» Direction 1: Copy from the journal passage the part that opens with the words containing "Friday morning around" and closes with "taping and plastering.".
» Direction 2: Sum up the journal passage in two sentences.

## START Passage provided

We went to Church Landing Inn last night.  Upgraded to even fancier room. Good sleep because we were dead tired.  I was anyway.  Dinner was here, the spanish omelet.  This morning we walk the docks even though we had showered and changed.  By then the weather had shifted, gotten drier, cooler and windier.  Nice breeze now.  Gorgeous again.  Alan here preparing to sheetrock tomorrow.  We walked over the details.  Price on the granite is 3500.  He had budgeted 3.  Next we have to choose the paint color.  Yesterday in the heat we went to Concord to F W Webb kitchen but the guy there was filling in and sent us back to the showroom in Gilford.  That guy was more helpful, we chose a sink and a faucet and paid.  No word yet from CGSB so I wonder how that will go.  Oh, and at Panera yesterday a young high school girl backed into our car as we had just backed out---that darned Panera parking lot---so we waited for a policeman to arrive and file the report.  Luckily for everyone it is a perfect corner bump.  Everything works and it can go to Jersey for three weeks with Ian Miller as planned.  Meg comes tomorrow to pick it up.  Va is out at PEO now.  Susan Berry picked her up at 3 and told me PEO stands for Pop Eats Out.  Forty years and it took that long to hear that one.  Which is so perfect.  I’ll go down to burritome shortly and get a burrito.  For lunch we went to the Holy Grail in Laconia across from the beautiful romanesque revival train station.  Irish motif and the redecoration of the church is much much better than I had expected.  Huge place though so I hope they can fill it before and after motorcycle week and fall foliage.  And presidential campaigns.  

Started reading Hotel Living, new novel by Iannos Pappos, which caught my eye because of the title, so close to mine.  Wanted to see what he does with it.  Of course the publicity for it talked about the anomie of hotel life as one moves around the high flying hedge fund wild world.  Didn’t mention it is a gay love story.  Or is so far.  Also compared to Gatsby and Bright Lights Big City on the back cover, so who knows how it will keep going.  Very good so far, pointed and fun and acutely observed.  Called the Trollope of the moment.  Of the mba and banking worlds today.  

Nicholas on Facebook “Culture always trumps process. A currency is both but the former is more important than the latter, so should always reflect a shared politics, which the euro does not, so as the article says the drama continues, and the pain redoubles.”

Feeny canceled for tonight.  

I wonder if Nicholas would permit “culture” to be replaced by “history and national character”?  Of course “culture” as a term no doubt assumes both without specifying a political, ideological position on the meaning of those terms.  

Alan doesn’t have any children.  “Never wanted any.”  Saw Rachel, Moby and Micah at BurritoMe downtown.  
Friday morning around 11.  Enjoying Pappos’s novel.  He had first-class editing on it and he writes super-well.  No workers this morning and it is not Nascar race weekend at Loudon.  Not until the 19th.  F W Webb just delivered the sink and faucet.  Guess Monday will be taping and plastering.

## END Passage provided
## START Stored rows

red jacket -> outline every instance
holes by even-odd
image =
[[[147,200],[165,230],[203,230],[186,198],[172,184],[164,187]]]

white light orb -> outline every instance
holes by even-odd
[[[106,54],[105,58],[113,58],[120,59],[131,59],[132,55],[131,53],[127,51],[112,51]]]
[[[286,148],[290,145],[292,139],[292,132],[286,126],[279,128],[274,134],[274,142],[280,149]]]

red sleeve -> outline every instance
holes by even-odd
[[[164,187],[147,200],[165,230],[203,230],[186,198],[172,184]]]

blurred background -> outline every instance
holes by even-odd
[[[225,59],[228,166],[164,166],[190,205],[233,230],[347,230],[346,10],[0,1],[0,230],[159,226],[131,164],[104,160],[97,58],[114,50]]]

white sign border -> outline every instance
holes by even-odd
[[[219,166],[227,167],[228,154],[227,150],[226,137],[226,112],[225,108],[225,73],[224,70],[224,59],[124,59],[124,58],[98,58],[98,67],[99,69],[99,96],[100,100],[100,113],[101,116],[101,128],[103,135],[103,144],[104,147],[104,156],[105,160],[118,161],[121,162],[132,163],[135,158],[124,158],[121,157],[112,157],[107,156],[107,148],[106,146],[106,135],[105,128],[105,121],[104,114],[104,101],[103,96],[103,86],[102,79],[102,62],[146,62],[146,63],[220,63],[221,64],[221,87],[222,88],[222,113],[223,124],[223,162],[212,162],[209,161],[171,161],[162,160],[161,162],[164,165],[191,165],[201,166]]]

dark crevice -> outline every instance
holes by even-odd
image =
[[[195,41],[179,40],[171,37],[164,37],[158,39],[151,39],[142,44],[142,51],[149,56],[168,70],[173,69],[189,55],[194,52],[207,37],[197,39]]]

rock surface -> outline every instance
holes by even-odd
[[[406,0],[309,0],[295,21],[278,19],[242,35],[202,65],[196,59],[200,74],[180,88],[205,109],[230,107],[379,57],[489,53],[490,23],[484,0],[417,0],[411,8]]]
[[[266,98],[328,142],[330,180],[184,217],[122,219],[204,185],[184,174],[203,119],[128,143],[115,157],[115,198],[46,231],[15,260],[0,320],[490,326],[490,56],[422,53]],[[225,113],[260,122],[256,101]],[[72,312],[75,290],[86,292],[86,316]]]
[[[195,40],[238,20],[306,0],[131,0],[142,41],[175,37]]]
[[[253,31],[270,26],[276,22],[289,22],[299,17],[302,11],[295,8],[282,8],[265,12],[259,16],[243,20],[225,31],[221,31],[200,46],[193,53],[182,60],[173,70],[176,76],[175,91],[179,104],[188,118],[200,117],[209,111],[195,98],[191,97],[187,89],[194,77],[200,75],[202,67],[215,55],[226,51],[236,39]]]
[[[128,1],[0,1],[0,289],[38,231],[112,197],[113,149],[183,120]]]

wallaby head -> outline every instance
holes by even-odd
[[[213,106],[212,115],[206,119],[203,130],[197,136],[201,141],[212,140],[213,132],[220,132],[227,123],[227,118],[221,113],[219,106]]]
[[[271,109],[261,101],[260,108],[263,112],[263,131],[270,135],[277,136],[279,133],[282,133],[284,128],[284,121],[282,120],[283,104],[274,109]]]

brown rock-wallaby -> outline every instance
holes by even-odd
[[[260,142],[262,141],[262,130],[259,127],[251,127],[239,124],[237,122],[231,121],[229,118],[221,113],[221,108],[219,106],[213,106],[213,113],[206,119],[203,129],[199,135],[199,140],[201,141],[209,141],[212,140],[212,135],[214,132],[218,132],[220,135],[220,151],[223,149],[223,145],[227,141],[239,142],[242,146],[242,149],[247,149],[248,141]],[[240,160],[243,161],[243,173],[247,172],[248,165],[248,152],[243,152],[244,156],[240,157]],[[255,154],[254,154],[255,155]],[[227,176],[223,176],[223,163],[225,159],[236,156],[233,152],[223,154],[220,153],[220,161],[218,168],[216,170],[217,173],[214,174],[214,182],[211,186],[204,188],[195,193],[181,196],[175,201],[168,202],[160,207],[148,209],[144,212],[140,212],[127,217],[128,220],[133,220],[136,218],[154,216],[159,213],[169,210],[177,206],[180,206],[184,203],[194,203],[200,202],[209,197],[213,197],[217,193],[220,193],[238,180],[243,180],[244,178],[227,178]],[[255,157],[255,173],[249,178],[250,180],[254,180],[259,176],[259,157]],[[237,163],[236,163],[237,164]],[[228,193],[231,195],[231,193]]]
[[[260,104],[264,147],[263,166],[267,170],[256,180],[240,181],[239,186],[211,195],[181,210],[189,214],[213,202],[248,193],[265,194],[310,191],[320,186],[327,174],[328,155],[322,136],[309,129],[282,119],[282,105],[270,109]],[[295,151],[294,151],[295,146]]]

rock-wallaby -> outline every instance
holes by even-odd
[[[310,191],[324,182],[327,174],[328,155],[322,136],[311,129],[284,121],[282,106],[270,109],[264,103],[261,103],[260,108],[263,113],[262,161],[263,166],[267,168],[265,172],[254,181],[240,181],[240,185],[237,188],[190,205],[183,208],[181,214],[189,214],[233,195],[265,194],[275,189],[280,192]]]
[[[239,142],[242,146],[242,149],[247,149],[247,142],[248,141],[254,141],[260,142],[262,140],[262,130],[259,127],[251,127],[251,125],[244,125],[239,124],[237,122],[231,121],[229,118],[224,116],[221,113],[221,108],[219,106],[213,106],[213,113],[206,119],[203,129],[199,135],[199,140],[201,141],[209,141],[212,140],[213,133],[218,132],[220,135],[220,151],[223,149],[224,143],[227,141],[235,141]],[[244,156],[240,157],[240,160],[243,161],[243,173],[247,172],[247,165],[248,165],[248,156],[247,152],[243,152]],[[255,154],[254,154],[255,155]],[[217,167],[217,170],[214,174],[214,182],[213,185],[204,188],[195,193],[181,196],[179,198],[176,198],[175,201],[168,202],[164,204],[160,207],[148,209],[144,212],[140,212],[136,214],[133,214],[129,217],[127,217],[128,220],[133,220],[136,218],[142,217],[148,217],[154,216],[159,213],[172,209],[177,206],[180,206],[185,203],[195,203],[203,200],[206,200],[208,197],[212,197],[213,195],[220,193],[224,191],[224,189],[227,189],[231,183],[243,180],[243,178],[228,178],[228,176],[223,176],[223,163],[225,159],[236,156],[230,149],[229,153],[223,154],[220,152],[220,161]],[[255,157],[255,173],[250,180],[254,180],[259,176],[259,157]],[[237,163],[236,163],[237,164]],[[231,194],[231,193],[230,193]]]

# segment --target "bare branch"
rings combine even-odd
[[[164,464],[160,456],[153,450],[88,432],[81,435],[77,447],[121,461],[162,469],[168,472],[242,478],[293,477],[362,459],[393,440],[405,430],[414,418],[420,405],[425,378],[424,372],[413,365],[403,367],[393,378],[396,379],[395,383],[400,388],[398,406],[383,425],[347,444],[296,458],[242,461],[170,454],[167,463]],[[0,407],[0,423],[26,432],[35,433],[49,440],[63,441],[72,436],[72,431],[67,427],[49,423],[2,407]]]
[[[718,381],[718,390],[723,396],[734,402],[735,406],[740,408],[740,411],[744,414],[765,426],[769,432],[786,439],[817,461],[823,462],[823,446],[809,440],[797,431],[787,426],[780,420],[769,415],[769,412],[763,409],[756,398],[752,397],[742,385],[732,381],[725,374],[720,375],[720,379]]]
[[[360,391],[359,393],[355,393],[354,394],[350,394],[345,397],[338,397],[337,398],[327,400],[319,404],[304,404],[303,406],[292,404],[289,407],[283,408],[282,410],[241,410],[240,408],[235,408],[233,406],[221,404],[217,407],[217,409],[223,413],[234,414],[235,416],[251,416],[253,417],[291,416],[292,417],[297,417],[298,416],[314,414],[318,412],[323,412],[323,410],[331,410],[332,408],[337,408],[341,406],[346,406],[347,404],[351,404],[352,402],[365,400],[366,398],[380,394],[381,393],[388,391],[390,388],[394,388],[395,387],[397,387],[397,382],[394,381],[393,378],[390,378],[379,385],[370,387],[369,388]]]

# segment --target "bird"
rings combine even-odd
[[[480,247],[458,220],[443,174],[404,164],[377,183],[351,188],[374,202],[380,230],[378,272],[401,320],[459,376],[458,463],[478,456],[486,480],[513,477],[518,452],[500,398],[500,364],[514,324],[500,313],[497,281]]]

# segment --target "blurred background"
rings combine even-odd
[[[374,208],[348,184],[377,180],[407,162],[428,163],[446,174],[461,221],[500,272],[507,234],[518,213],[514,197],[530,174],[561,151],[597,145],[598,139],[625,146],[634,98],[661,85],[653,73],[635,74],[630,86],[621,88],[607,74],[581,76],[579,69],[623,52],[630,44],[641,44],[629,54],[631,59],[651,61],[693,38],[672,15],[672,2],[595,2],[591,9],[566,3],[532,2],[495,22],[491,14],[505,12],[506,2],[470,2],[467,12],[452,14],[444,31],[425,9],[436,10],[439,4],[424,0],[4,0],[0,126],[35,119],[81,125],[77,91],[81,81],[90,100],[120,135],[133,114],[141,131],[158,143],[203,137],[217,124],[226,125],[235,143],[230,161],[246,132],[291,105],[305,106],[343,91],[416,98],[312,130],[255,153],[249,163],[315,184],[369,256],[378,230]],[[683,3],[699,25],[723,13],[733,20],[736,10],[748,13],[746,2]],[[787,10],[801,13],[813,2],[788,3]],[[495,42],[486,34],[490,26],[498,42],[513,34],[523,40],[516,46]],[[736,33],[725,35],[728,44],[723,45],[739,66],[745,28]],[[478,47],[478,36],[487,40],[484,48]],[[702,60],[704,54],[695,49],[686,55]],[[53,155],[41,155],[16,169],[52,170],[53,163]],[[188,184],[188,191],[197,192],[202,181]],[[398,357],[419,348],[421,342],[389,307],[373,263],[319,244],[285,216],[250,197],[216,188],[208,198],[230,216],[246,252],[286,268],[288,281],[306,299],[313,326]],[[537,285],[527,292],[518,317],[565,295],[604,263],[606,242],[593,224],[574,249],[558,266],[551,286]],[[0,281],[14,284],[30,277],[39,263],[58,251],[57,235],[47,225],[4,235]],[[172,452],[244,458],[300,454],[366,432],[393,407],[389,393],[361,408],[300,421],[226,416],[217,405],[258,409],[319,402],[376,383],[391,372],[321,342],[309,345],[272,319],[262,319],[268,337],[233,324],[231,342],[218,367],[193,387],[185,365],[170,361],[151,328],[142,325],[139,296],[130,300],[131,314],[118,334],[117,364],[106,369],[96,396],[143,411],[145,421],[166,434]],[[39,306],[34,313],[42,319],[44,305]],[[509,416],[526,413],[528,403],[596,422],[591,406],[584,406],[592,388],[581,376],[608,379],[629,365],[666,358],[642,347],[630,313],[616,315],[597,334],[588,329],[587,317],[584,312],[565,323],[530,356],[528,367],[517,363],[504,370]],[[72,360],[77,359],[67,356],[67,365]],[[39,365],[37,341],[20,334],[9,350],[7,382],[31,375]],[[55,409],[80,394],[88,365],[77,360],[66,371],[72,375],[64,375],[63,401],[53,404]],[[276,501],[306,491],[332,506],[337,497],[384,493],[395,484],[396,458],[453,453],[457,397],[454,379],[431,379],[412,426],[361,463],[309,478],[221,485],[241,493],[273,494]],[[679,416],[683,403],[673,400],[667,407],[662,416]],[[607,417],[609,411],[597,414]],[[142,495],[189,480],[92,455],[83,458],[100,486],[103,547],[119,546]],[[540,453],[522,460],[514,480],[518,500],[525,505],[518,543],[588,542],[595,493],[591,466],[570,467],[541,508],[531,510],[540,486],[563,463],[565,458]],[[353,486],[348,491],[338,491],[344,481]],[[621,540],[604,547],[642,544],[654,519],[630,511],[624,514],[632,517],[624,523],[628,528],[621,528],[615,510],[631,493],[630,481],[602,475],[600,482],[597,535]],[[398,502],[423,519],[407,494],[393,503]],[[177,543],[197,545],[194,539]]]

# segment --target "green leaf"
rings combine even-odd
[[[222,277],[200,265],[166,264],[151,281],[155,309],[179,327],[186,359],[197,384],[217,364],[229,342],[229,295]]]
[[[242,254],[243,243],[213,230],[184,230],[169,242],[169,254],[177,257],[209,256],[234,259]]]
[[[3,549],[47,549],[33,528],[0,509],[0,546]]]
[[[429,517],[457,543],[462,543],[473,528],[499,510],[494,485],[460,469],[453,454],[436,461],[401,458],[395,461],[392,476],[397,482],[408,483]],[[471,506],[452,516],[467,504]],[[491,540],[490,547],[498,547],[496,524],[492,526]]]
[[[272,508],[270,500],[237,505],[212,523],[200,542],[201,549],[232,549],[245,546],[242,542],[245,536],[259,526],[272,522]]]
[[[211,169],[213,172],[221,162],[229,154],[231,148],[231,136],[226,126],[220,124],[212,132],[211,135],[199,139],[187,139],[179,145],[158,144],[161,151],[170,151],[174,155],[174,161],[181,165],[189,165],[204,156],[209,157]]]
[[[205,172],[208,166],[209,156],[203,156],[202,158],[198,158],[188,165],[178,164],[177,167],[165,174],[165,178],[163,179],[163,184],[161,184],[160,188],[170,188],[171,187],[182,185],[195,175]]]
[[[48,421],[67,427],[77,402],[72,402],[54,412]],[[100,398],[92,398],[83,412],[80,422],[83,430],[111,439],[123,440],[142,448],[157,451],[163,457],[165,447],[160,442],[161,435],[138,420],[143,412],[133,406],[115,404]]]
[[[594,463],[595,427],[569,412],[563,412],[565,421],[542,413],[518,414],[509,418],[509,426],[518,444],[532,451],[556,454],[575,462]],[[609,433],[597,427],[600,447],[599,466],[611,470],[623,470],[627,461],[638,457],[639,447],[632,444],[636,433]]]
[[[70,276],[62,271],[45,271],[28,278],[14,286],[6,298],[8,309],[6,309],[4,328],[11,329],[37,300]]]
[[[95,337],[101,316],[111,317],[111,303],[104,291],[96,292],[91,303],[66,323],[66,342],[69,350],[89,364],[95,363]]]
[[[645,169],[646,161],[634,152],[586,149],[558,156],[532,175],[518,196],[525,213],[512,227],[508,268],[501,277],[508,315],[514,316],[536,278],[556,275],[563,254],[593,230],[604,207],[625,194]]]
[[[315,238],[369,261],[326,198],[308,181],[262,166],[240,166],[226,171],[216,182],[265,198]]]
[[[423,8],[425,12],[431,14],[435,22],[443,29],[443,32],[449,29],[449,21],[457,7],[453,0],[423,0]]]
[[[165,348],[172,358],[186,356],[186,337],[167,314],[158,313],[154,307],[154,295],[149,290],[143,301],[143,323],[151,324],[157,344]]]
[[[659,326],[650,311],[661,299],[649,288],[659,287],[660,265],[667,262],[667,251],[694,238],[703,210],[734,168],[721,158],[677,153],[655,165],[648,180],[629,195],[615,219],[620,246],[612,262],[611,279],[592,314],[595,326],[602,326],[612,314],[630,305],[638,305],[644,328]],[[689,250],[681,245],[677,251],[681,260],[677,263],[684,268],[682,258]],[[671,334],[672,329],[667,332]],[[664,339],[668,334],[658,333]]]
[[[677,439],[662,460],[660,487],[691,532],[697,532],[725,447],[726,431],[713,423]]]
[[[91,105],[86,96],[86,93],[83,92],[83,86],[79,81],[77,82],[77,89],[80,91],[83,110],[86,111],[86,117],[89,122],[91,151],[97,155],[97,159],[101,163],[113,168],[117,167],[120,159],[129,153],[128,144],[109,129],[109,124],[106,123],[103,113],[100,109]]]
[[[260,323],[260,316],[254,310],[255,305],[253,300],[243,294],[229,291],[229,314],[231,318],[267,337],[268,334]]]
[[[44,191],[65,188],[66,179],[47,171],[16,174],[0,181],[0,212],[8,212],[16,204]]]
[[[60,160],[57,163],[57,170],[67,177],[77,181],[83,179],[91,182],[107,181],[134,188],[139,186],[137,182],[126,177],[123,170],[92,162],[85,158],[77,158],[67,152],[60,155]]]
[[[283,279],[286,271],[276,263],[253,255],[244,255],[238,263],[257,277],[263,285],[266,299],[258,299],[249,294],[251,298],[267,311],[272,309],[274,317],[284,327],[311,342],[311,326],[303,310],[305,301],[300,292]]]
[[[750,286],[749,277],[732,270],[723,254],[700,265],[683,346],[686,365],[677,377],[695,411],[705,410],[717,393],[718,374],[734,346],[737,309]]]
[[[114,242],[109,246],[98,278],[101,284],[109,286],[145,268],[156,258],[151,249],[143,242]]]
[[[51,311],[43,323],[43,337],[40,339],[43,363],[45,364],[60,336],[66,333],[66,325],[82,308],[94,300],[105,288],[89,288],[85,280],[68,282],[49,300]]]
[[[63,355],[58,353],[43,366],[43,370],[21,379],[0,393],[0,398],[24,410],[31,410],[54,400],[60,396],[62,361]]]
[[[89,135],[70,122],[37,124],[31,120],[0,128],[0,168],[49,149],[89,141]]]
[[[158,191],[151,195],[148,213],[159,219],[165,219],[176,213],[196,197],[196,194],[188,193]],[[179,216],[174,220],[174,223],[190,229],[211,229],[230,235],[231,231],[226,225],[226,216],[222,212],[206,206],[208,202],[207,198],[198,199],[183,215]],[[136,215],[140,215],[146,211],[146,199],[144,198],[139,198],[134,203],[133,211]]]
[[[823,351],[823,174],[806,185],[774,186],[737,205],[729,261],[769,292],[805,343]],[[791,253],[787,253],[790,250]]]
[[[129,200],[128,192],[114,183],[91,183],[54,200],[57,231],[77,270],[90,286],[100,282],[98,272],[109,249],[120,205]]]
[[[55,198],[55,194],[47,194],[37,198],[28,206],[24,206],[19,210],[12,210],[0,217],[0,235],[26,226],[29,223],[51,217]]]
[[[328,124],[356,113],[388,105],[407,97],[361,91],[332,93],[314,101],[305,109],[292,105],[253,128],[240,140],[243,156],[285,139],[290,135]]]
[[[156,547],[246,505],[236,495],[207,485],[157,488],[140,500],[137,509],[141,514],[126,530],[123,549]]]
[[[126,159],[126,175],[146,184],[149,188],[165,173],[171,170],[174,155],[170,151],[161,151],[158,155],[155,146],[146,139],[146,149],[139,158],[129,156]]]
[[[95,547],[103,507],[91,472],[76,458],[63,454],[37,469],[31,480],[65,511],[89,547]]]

## END Stored rows

» Right answer 1:
Friday morning around 11.  Enjoying Pappos’s novel.  He had first-class editing on it and he writes super-well.  No workers this morning and it is not Nascar race weekend at Loudon.  Not until the 19th.  F W Webb just delivered the sink and faucet.  Guess Monday will be taping and plastering.

» Right answer 2: The writer recounts a night at Church Landing Inn, a walk on the docks, and going over work details with Alan, who is preparing to sheetrock, including a granite price of 3500 and the choice of a sink and faucet at F W Webb in Gilford. Other notes cover a high school driver backing into their car in the Panera parking lot, lunch at the Holy Grail in Laconia, starting the novel Hotel Living by Iannos Pappos, and a Facebook comment from Nicholas about culture, process, and the euro.